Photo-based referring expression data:
Segment Open
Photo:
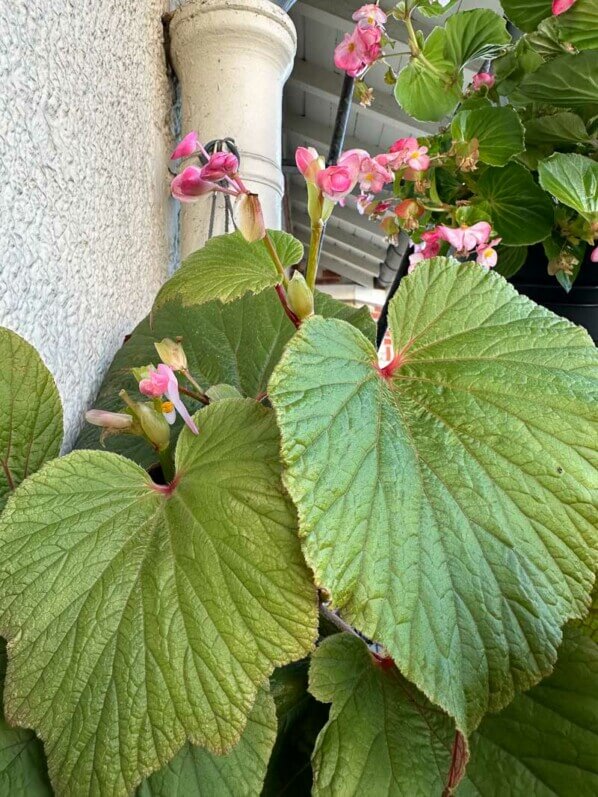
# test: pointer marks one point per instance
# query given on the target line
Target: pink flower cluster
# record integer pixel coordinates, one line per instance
(361, 48)
(464, 240)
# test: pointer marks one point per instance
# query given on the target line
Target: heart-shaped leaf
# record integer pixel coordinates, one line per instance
(383, 737)
(23, 768)
(522, 213)
(236, 344)
(573, 180)
(450, 509)
(194, 772)
(498, 131)
(546, 741)
(527, 14)
(228, 267)
(568, 81)
(164, 608)
(31, 429)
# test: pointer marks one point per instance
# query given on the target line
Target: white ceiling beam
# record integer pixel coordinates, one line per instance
(327, 85)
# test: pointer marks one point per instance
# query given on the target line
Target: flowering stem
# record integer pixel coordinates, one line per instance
(317, 231)
(167, 464)
(283, 300)
(275, 259)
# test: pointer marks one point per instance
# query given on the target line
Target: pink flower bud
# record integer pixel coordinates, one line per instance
(189, 185)
(186, 147)
(370, 14)
(250, 218)
(220, 165)
(560, 6)
(483, 79)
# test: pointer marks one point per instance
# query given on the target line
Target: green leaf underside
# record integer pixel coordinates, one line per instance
(228, 267)
(545, 742)
(22, 764)
(383, 738)
(527, 14)
(166, 612)
(31, 428)
(522, 213)
(572, 179)
(568, 81)
(236, 344)
(194, 772)
(499, 133)
(449, 511)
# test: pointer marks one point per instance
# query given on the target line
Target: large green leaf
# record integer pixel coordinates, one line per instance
(560, 129)
(228, 267)
(450, 510)
(194, 772)
(545, 743)
(23, 768)
(237, 344)
(527, 14)
(153, 613)
(383, 738)
(31, 429)
(522, 213)
(579, 25)
(569, 81)
(430, 89)
(479, 33)
(573, 180)
(498, 131)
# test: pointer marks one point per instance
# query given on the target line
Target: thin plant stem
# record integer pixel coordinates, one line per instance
(313, 260)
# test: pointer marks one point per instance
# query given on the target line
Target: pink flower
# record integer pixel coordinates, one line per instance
(189, 185)
(487, 254)
(186, 147)
(162, 381)
(373, 175)
(483, 79)
(560, 6)
(220, 165)
(371, 14)
(465, 238)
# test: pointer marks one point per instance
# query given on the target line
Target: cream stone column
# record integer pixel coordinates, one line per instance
(232, 58)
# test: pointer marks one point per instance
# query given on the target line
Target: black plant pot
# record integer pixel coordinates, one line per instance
(580, 305)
Segment Closed
## WORK ITEM
Reproduce exactly the lines from the one with "Target: cream stone column" through the end of the entries above, both ends included.

## SOLUTION BELOW
Target: cream stone column
# record integer pixel coordinates, one line per instance
(232, 58)
# test: pointer marks one point per instance
# query given on the target line
Target: black plant pot
# record integer pixel coordinates, one line per instance
(580, 305)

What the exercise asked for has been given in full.